>> START Given passage
Leadership Interview: Tracy Zhi ‘My Experience as a Coachee’

What does the coachee’s experience look like? We see how a Key Account Sales Manager responds to being coached by her experienced Leader and raises her sales performance within a very short period of time.

Tracy Zhi

This article is a first for me and for the Leadership Coach Blog. It’s also another chapter in an ongoing story about how coaching is Blooming in Shanghai. Exactly one month ago I published the article about Sales Manager Samson Zhou and the coaching he had been completing with his direct report Tracy Zhi. Now it’s Tracy’s turn to tell her story. For the first time we hear from the person being coached. So listen up Leadership Coaches; see what you can learn from Tracy’s experience as a Coachee.

PREPARE THE GROUND

Trevor: How, when and why did you get started as a ‘coachee’ (that is, being coached by your manager)?

Tracy: I transferred into Key Client Sales function in February 2016 after 3 years expat in different countries taking other non-sales roles. I am passionate to become a professional high performing sales. After ‘Sales Colleague 1’ training in Apr 2016, and half a year of self-practice in the field, I felt that having a Senior Sales as my coach could help expedite the learning. Hence, I started the coaching program from Jul 2016.

Trevor: What was your attitude towards coaching at that time? (What did you know about coaching? What were your expectations? What, if any, concerns did you have at the time?)

Tracy: I was very excited and open to having someone like Samson Zhou with seasoned sales skills to be my coach. I liked the fact that from that moment on I can consult with my coach regularly for business challenges and opportunities, and I would have a role model to learn from.

I did have a concern at the beginning. My coach is from Global Forwarder Sales segment, thus his client nature is different from mine. I was a bit sceptical how transferrable his sales experience can be applied to my client segment.
>> END Given passage
Written instruction A: Check each statement against the Tracy Zhi interview and say whether it agrees: (i) Tracy moved into the Key Client Sales function in February 2016; (ii) Tracy began the coaching program in April 2016; (iii) Tracy's coach worked with the same kind of clients as she did. Answer yes or no for each and quote the words of the interview that decide it.
Written instruction B: Quote word for word the part of the Tracy Zhi interview between "PREPARE THE GROUND" and "at the time?)", inclusive.
>> START Raw records
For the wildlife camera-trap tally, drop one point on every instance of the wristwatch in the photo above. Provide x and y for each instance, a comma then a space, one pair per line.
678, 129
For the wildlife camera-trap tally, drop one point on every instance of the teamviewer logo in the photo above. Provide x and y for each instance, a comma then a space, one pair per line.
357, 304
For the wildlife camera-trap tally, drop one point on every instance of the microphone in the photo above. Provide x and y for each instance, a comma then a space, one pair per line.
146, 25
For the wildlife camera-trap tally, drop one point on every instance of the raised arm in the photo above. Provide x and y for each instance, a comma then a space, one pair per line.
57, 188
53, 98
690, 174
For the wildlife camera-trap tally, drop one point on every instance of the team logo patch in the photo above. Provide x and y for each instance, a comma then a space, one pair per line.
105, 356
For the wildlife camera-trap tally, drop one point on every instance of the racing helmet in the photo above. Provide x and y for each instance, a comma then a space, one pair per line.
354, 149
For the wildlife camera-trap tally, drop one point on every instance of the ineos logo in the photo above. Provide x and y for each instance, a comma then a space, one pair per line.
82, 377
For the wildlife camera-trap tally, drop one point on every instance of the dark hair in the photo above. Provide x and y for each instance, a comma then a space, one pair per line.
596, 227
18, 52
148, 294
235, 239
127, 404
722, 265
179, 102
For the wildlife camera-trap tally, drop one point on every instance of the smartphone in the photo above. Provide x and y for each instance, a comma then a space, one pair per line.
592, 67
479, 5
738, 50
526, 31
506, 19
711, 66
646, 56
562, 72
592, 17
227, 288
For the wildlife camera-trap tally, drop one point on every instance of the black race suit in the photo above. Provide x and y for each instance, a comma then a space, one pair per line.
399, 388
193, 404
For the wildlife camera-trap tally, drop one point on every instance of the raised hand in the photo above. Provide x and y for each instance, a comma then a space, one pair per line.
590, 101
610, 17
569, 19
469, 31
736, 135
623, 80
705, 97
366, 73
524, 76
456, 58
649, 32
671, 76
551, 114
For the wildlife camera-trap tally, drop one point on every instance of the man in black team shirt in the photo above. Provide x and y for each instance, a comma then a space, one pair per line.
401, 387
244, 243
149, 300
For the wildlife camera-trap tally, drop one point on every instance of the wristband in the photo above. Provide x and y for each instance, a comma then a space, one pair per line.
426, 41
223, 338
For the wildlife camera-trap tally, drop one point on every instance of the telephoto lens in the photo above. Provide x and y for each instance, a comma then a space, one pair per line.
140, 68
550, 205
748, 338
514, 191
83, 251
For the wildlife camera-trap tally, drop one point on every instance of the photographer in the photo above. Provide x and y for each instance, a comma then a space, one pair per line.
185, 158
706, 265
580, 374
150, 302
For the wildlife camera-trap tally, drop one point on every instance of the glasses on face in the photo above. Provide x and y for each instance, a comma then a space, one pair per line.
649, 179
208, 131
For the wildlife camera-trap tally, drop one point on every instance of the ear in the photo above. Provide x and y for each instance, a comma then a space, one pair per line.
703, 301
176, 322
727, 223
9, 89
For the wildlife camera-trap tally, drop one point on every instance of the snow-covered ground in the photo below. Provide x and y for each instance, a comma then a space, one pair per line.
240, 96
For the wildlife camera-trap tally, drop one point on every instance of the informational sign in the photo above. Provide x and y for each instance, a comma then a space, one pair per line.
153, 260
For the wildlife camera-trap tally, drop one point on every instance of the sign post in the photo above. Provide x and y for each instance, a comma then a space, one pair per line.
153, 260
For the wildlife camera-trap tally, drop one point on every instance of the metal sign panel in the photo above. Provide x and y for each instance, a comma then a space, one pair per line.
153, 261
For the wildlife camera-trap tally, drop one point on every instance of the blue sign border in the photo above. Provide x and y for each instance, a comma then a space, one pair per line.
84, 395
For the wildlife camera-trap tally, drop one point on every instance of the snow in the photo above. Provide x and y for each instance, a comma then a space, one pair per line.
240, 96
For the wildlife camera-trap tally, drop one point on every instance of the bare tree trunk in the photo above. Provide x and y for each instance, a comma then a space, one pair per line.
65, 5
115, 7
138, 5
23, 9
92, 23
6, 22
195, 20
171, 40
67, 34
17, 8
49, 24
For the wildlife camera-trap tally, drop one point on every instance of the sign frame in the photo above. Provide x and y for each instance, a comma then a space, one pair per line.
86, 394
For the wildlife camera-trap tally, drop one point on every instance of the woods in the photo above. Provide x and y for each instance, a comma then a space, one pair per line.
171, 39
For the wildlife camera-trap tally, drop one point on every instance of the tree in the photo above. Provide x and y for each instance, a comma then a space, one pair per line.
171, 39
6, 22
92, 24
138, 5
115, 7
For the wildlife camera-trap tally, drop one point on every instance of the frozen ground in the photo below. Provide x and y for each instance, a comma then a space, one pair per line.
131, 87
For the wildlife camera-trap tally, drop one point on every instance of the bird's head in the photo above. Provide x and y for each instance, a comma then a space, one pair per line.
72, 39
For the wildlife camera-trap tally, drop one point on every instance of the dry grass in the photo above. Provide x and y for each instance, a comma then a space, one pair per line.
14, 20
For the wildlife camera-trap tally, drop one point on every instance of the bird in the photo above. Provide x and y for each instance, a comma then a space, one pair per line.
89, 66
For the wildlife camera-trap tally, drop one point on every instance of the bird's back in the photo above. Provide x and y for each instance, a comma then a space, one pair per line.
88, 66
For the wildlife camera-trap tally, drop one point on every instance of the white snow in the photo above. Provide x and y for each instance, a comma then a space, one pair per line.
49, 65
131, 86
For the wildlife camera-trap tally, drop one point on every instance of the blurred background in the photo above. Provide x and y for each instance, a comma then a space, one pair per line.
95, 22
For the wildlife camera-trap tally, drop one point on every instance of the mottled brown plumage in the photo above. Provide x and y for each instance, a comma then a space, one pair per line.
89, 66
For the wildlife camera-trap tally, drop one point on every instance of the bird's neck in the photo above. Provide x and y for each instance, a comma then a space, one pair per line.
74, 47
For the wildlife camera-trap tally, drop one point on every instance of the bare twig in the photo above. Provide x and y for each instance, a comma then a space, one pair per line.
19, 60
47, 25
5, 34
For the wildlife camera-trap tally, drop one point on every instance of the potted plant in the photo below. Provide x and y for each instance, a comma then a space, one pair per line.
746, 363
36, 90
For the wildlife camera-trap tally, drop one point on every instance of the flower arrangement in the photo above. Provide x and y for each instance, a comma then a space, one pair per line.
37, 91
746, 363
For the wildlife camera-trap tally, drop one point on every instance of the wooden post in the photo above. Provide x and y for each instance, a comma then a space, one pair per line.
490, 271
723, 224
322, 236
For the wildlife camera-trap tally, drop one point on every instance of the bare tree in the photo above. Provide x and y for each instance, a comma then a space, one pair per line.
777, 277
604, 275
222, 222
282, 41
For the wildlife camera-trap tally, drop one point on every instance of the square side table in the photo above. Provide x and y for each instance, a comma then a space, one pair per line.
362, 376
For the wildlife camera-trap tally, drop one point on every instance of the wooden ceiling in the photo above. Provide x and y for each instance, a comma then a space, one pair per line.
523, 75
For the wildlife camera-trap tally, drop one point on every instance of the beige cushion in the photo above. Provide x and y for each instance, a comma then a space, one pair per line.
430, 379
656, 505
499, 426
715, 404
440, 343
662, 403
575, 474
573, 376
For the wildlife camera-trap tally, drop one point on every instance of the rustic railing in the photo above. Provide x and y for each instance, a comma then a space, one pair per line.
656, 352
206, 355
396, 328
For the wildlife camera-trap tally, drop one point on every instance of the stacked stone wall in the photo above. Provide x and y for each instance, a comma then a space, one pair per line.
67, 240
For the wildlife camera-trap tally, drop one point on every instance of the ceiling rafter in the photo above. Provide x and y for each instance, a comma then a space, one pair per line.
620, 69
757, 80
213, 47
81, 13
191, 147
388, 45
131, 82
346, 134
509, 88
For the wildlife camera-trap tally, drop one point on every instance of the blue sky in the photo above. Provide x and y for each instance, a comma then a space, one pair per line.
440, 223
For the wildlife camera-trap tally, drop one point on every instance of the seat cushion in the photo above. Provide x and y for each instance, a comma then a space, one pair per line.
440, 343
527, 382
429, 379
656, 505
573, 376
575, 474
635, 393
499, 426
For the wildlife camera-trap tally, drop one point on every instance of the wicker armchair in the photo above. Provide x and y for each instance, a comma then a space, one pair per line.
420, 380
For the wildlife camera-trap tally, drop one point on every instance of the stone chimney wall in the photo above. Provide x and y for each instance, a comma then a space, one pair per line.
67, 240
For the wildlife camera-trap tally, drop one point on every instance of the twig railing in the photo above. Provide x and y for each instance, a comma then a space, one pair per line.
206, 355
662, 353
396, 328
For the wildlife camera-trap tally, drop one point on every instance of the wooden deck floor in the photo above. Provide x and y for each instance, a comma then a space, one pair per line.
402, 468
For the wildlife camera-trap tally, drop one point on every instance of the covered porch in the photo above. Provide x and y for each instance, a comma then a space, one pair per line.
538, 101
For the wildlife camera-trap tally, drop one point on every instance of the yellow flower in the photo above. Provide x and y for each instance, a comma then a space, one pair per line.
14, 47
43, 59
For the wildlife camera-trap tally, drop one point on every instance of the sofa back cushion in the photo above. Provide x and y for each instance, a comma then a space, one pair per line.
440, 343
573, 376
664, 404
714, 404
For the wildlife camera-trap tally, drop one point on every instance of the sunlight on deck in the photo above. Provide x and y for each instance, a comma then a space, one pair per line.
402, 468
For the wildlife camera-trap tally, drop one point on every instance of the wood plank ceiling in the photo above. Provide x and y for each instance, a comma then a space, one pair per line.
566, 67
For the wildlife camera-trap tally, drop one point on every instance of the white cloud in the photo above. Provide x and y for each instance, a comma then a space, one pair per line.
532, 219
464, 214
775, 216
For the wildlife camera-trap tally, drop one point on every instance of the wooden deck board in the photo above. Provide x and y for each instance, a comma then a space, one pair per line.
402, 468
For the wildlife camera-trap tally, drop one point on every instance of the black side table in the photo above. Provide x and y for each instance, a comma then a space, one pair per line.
>> END Raw records
Output A:
(i) Yes: "I transferred into Key Client Sales function in February 2016"
(ii) No: "Hence, I started the coaching program from Jul 2016."
(iii) No: "My coach is from Global Forwarder Sales segment, thus his client nature is different from mine."

Output B:
PREPARE THE GROUND

Trevor: How, when and why did you get started as a ‘coachee’ (that is, being coached by your manager)?

Tracy: I transferred into Key Client Sales function in February 2016 after 3 years expat in different countries taking other non-sales roles. I am passionate to become a professional high performing sales. After ‘Sales Colleague 1’ training in Apr 2016, and half a year of self-practice in the field, I felt that having a Senior Sales as my coach could help expedite the learning. Hence, I started the coaching program from Jul 2016.

Trevor: What was your attitude towards coaching at that time? (What did you know about coaching? What were your expectations? What, if any, concerns did you have at the time?)